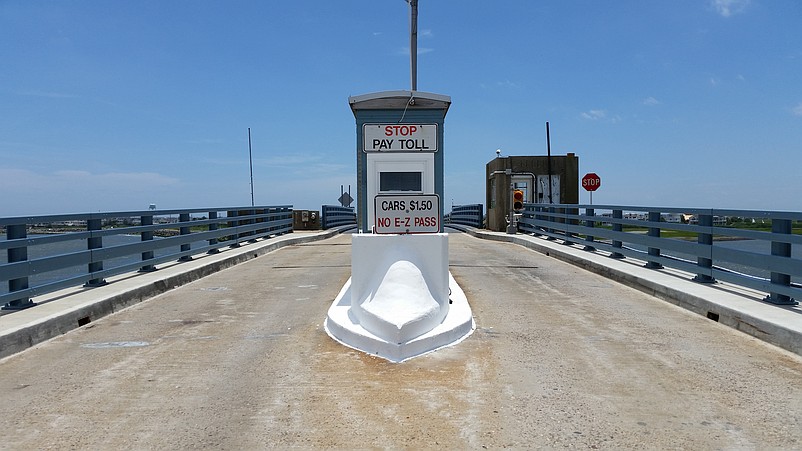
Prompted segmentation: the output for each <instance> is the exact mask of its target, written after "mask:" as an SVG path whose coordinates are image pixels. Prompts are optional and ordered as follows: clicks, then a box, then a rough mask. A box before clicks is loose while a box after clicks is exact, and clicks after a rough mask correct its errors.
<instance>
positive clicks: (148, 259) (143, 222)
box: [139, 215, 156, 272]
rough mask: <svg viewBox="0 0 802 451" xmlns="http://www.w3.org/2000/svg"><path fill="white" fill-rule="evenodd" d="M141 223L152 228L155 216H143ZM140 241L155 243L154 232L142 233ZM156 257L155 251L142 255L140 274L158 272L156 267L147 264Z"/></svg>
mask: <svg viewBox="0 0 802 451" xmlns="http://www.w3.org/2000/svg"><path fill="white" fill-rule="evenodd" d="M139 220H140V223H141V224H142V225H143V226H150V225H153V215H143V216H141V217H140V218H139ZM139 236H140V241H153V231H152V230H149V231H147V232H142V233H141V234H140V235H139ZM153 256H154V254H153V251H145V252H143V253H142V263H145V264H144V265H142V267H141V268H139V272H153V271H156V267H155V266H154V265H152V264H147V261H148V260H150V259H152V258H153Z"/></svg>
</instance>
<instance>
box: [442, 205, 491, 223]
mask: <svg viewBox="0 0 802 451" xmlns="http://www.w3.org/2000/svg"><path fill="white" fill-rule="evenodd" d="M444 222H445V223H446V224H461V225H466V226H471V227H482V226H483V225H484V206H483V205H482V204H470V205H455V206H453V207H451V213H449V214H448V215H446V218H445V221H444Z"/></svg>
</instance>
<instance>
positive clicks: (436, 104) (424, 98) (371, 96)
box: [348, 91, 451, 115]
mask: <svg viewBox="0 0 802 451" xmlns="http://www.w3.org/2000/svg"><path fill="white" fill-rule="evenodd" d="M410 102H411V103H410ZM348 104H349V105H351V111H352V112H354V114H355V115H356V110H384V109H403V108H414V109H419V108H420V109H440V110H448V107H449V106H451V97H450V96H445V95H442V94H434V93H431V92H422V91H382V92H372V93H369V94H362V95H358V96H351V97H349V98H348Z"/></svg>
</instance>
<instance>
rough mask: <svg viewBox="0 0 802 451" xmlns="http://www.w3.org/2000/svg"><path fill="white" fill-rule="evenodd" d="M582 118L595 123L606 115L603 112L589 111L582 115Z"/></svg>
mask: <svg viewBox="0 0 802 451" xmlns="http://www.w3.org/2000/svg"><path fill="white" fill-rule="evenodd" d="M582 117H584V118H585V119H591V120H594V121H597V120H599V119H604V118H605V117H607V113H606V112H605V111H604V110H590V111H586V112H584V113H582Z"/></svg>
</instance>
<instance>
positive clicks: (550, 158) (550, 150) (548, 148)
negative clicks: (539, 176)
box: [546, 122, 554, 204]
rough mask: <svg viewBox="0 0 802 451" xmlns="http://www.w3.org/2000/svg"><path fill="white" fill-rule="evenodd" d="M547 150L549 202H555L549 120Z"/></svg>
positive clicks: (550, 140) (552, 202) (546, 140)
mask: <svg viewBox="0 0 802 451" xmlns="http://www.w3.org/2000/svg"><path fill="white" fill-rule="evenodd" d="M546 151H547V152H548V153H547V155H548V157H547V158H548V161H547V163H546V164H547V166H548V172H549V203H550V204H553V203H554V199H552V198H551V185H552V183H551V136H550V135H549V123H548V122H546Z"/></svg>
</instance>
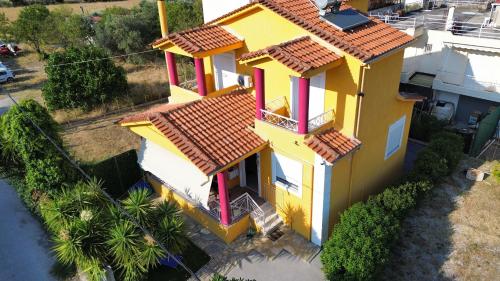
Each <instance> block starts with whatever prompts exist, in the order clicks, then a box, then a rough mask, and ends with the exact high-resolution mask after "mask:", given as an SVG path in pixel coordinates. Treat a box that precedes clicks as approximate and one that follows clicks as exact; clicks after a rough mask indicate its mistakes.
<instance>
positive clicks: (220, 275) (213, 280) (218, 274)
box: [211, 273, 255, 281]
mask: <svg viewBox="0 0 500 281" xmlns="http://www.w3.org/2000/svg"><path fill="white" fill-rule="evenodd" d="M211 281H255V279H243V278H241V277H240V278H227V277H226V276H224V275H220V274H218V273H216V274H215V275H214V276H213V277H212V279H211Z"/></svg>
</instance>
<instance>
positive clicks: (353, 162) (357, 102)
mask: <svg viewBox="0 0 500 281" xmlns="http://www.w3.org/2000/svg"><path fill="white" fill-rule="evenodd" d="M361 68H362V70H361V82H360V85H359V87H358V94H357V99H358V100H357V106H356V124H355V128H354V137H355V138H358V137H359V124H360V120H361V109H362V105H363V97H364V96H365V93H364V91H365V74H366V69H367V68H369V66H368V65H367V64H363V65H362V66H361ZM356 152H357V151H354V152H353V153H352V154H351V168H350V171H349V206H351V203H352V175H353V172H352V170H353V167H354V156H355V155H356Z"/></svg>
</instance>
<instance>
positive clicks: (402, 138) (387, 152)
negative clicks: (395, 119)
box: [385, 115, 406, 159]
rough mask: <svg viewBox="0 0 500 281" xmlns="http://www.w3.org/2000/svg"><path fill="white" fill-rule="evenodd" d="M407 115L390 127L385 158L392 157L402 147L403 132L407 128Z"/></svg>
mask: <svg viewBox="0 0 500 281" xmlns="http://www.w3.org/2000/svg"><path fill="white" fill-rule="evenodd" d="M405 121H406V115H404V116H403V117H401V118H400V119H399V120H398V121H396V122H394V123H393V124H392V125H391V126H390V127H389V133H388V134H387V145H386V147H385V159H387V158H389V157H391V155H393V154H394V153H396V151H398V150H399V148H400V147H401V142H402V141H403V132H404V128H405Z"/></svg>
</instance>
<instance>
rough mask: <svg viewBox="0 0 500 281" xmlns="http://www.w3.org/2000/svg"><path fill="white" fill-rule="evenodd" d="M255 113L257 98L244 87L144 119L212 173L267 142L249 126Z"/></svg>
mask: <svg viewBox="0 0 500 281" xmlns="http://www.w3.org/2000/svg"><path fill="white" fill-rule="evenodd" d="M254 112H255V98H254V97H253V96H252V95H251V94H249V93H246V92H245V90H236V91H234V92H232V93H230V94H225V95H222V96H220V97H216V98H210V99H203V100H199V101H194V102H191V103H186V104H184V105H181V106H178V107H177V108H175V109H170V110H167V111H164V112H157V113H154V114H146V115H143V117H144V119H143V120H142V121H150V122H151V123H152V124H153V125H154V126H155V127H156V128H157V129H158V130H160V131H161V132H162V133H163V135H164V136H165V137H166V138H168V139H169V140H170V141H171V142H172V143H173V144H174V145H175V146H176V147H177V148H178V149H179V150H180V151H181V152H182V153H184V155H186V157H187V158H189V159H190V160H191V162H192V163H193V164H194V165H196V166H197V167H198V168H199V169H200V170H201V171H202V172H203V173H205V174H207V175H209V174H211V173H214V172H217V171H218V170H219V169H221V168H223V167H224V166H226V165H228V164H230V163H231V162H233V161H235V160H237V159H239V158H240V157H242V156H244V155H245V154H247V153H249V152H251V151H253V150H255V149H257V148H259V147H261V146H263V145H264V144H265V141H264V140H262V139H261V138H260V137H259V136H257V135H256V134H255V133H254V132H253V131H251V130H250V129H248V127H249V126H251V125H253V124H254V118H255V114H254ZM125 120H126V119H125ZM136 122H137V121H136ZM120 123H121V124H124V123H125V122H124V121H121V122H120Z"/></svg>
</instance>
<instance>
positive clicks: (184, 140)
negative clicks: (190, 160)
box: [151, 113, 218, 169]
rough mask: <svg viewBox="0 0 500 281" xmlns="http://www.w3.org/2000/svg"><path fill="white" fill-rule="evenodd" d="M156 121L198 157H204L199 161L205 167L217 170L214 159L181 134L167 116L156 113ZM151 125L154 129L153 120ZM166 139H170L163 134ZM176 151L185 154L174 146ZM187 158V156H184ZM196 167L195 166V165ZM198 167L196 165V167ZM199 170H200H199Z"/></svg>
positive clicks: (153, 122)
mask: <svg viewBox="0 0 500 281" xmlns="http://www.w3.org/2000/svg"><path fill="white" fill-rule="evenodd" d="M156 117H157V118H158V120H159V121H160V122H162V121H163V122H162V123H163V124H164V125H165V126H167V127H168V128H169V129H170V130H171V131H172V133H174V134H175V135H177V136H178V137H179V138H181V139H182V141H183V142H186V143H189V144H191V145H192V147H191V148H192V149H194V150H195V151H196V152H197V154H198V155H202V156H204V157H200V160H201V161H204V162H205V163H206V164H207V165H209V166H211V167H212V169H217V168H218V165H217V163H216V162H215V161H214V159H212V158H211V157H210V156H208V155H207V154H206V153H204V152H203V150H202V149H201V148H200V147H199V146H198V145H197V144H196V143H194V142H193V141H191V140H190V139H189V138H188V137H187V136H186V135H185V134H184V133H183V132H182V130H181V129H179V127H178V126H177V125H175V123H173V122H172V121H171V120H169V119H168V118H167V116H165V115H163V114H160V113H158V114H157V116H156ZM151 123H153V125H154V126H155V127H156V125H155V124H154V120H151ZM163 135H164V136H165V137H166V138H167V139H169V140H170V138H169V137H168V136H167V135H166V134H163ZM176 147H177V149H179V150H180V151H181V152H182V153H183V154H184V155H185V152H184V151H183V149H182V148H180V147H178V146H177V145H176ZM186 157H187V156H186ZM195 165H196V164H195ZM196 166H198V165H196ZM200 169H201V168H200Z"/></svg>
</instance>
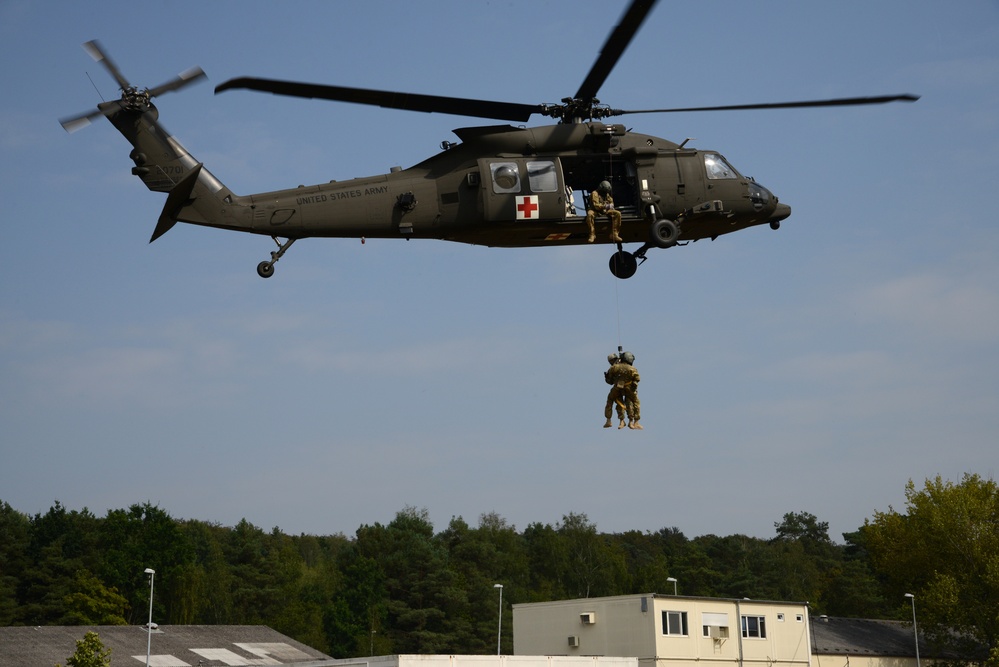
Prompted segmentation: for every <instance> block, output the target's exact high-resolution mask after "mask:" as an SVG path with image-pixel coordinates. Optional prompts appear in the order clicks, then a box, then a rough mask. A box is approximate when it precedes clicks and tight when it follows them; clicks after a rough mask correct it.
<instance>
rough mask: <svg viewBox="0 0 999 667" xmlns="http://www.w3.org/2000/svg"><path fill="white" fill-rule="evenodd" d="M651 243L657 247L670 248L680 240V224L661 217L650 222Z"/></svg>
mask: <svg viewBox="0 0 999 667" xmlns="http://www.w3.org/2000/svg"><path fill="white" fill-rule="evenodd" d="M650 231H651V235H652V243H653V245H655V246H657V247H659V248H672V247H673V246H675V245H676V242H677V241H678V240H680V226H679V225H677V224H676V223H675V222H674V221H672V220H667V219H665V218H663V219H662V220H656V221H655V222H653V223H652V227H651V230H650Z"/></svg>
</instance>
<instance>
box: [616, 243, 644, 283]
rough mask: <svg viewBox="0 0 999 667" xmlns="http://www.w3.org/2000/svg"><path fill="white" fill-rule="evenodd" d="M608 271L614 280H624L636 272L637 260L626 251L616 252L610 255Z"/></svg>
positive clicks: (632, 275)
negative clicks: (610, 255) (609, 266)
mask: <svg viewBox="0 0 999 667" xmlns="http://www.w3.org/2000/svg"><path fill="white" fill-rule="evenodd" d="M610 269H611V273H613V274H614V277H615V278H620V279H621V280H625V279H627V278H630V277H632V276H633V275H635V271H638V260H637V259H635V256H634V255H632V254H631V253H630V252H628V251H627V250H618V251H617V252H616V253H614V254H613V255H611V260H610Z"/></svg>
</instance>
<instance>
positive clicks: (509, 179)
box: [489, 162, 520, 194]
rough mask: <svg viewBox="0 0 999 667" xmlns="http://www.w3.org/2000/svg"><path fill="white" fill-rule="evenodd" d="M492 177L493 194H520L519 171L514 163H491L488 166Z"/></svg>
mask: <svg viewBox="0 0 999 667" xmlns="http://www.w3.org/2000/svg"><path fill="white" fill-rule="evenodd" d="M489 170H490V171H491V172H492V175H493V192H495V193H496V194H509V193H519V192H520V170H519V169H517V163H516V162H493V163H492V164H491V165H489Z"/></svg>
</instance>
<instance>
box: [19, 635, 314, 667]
-----
GOAL OF THE EXERCISE:
Return every line of the entries from the very beginning through the line that contains "box: [139, 215, 156, 272]", copying each one unchanged, and leave the pictures out.

WRITTEN RESPONSE:
Prompted segmentation: the output for each <instance> is the exact mask of its target, written after "mask:" as an SVG path whose coordinates are image pixels. Prompts are optional and ordered as follows: clicks, then a box, then a rough mask. A box before clicks is loose while a box after clicks is exact, and clicks after a rough mask correct its errors.
<instance>
positive clicks: (148, 259) (143, 222)
box: [139, 215, 156, 272]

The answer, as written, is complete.